Required action:
Repeat all the data that appears below, keeping it exact.

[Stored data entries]
+ + + + +
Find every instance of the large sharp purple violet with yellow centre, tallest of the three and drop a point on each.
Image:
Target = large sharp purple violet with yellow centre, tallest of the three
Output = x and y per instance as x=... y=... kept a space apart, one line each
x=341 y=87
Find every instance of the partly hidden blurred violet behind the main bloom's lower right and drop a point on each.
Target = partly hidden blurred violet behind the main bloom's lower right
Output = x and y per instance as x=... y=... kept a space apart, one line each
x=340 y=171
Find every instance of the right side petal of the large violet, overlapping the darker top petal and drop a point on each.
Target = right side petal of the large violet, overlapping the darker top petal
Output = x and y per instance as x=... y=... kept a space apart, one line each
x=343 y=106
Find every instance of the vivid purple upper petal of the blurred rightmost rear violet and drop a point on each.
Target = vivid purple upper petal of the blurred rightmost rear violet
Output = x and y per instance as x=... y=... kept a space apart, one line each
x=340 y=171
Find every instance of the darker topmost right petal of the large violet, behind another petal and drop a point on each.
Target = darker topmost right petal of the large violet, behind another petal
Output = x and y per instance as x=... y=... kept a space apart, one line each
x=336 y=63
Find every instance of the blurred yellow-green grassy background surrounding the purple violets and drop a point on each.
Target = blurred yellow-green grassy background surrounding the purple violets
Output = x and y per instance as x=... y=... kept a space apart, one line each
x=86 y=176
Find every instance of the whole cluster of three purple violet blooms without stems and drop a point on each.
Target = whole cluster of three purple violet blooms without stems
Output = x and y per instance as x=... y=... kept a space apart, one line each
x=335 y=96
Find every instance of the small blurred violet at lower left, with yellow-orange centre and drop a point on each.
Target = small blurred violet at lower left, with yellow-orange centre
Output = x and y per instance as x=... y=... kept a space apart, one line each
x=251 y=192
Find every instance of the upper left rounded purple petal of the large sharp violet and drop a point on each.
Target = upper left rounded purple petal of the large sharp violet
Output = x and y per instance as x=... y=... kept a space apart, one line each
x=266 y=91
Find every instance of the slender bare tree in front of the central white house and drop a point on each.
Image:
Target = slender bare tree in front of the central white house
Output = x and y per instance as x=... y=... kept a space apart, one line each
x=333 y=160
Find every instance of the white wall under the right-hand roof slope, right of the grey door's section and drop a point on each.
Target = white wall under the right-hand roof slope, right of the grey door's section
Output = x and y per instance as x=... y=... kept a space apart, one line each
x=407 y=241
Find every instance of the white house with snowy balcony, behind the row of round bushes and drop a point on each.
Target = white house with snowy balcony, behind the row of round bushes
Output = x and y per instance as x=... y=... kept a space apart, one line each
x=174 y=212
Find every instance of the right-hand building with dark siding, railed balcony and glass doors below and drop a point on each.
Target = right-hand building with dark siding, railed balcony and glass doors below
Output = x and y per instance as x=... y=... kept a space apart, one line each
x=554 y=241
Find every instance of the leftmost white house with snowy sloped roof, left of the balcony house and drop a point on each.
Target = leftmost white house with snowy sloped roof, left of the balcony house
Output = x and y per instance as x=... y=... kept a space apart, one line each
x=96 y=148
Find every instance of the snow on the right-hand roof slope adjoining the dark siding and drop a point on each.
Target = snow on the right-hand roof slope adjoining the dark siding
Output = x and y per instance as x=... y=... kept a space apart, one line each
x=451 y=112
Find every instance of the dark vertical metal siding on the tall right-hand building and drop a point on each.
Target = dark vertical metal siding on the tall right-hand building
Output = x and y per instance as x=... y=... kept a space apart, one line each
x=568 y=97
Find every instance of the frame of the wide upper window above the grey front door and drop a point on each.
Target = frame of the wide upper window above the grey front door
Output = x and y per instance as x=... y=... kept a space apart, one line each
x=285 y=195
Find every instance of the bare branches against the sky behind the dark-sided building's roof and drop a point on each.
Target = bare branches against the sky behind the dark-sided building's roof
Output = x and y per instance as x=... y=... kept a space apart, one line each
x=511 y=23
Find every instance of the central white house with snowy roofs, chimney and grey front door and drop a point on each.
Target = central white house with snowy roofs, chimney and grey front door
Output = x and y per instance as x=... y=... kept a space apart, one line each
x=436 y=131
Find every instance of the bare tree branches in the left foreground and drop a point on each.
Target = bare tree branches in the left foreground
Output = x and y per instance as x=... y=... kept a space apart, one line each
+ + + + +
Answer:
Find every instance of the large sharp purple violet with yellow centre, tallest of the three and drop a point on each.
Image:
Target = large sharp purple violet with yellow centre, tallest of the three
Output = x and y per instance as x=... y=... kept a space apart, one line each
x=341 y=87
Find every instance of the partly hidden blurred violet behind the main bloom's lower right and drop a point on each.
Target = partly hidden blurred violet behind the main bloom's lower right
Output = x and y per instance as x=... y=... kept a space apart, one line each
x=340 y=171
Find every instance of the right side petal of the large violet, overlapping the darker top petal and drop a point on each.
Target = right side petal of the large violet, overlapping the darker top petal
Output = x and y per instance as x=... y=... kept a space apart, one line each
x=343 y=106
Find every instance of the vivid purple upper petal of the blurred rightmost rear violet and drop a point on each.
Target = vivid purple upper petal of the blurred rightmost rear violet
Output = x and y per instance as x=... y=... kept a space apart, one line each
x=340 y=171
Find every instance of the darker topmost right petal of the large violet, behind another petal and drop a point on each.
Target = darker topmost right petal of the large violet, behind another petal
Output = x and y per instance as x=... y=... kept a space apart, one line each
x=336 y=63
Find every instance of the blurred yellow-green grassy background surrounding the purple violets and drop a point on each.
Target = blurred yellow-green grassy background surrounding the purple violets
Output = x and y per instance as x=... y=... kept a space apart, one line each
x=86 y=176
Find every instance of the whole cluster of three purple violet blooms without stems and drop a point on each.
Target = whole cluster of three purple violet blooms without stems
Output = x and y per instance as x=... y=... kept a space apart, one line each
x=335 y=96
Find every instance of the small blurred violet at lower left, with yellow-orange centre and drop a point on each.
Target = small blurred violet at lower left, with yellow-orange centre
Output = x and y per instance as x=... y=... kept a space apart, one line each
x=251 y=192
Find every instance of the upper left rounded purple petal of the large sharp violet and drop a point on each.
Target = upper left rounded purple petal of the large sharp violet
Output = x and y per instance as x=... y=... kept a space apart, one line each
x=266 y=91
Find every instance of the slender bare tree in front of the central white house and drop a point on each.
Image:
Target = slender bare tree in front of the central white house
Output = x and y per instance as x=... y=... kept a space apart, one line each
x=333 y=160
Find every instance of the white wall under the right-hand roof slope, right of the grey door's section and drop a point on each.
Target = white wall under the right-hand roof slope, right of the grey door's section
Output = x and y per instance as x=... y=... kept a space apart, one line each
x=407 y=241
Find every instance of the white house with snowy balcony, behind the row of round bushes and drop a point on each.
Target = white house with snowy balcony, behind the row of round bushes
Output = x and y per instance as x=... y=... kept a space apart, one line each
x=174 y=212
Find every instance of the right-hand building with dark siding, railed balcony and glass doors below and drop a point on each.
Target = right-hand building with dark siding, railed balcony and glass doors below
Output = x and y per instance as x=... y=... kept a space apart, one line each
x=554 y=241
Find every instance of the leftmost white house with snowy sloped roof, left of the balcony house and drop a point on each.
Target = leftmost white house with snowy sloped roof, left of the balcony house
Output = x and y per instance as x=... y=... kept a space apart, one line each
x=96 y=148
Find every instance of the snow on the right-hand roof slope adjoining the dark siding and drop a point on each.
Target = snow on the right-hand roof slope adjoining the dark siding
Output = x and y per instance as x=... y=... kept a space apart, one line each
x=451 y=112
Find every instance of the dark vertical metal siding on the tall right-hand building and drop a point on each.
Target = dark vertical metal siding on the tall right-hand building
Output = x and y per instance as x=... y=... kept a space apart, one line each
x=568 y=97
Find every instance of the frame of the wide upper window above the grey front door and drop a point on each.
Target = frame of the wide upper window above the grey front door
Output = x and y per instance as x=... y=... kept a space apart, one line each
x=285 y=195
Find every instance of the bare branches against the sky behind the dark-sided building's roof and drop a point on each.
Target = bare branches against the sky behind the dark-sided building's roof
Output = x and y per instance as x=... y=... kept a space apart, one line each
x=511 y=23
Find every instance of the central white house with snowy roofs, chimney and grey front door and drop a point on each.
Target = central white house with snowy roofs, chimney and grey front door
Output = x and y per instance as x=... y=... kept a space apart, one line each
x=436 y=131
Find every instance of the bare tree branches in the left foreground and drop a point on each.
Target = bare tree branches in the left foreground
Output = x and y per instance as x=... y=... kept a space apart, one line each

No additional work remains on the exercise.